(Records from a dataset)
---*---

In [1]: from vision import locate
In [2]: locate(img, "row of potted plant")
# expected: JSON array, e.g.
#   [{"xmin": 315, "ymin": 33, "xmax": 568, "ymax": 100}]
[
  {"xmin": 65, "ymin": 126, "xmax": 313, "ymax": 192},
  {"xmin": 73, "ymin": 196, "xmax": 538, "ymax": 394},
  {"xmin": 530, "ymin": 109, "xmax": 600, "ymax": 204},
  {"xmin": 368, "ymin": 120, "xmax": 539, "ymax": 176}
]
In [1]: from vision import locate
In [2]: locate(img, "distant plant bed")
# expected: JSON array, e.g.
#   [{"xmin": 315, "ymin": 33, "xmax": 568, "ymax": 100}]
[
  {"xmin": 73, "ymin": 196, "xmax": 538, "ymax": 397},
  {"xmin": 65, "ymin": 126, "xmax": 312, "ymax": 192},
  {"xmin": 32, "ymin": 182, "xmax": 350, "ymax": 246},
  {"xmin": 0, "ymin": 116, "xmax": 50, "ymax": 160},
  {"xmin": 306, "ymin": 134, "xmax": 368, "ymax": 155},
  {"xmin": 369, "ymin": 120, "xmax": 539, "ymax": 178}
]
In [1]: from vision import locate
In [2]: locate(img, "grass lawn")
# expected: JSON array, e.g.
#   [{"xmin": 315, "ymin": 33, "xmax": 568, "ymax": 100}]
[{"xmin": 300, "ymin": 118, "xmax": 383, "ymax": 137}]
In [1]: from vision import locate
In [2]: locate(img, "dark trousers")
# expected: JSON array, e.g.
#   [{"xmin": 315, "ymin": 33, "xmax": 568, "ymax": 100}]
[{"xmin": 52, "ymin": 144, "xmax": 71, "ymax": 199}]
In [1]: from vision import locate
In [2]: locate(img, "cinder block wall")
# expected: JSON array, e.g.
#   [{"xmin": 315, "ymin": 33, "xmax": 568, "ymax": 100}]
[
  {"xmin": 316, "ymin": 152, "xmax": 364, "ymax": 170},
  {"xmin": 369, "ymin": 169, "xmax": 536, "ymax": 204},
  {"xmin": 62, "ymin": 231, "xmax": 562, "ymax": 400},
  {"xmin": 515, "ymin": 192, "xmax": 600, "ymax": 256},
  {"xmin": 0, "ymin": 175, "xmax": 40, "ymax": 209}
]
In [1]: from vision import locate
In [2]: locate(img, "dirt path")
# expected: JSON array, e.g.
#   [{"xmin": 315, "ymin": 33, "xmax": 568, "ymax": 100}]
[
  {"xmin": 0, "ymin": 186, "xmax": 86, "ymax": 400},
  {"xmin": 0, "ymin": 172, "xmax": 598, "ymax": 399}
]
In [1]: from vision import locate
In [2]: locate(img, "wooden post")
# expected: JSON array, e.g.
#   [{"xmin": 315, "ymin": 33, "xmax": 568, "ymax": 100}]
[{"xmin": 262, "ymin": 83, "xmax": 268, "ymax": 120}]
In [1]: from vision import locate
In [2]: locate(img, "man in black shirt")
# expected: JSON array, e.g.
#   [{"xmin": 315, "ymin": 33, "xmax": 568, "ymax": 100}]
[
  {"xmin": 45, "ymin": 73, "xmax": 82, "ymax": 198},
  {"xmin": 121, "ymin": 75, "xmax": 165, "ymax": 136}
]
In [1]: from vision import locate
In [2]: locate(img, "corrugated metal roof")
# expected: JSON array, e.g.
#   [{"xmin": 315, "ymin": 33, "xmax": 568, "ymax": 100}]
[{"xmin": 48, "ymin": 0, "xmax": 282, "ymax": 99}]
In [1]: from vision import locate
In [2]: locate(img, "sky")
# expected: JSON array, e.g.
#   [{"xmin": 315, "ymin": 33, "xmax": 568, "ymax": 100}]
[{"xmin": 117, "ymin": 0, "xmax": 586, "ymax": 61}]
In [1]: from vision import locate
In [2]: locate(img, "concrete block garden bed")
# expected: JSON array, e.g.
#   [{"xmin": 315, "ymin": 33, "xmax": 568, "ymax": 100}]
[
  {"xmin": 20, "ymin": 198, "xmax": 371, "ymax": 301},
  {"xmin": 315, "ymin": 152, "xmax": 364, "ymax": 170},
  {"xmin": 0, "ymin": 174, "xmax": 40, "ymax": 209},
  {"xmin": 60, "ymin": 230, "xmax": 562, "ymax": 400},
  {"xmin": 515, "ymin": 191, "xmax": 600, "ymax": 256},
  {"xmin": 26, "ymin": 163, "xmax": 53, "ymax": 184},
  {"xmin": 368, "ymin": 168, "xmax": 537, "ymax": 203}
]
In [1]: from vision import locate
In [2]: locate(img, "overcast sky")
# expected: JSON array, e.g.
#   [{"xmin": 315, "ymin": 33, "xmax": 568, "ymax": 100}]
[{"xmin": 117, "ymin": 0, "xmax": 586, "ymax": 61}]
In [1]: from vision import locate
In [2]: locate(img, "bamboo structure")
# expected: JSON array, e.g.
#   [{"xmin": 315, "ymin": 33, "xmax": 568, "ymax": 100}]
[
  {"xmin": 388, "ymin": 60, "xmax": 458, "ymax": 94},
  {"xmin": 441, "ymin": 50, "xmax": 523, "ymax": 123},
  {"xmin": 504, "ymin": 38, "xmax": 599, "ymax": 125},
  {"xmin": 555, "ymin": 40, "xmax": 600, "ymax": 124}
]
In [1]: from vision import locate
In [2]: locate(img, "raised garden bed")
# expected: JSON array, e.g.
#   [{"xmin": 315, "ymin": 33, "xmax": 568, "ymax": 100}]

---*---

Every line of the data above that includes "block" should be listed.

In [2]: locate(img, "cinder block wall")
In [2]: locate(img, "concrete block garden bed")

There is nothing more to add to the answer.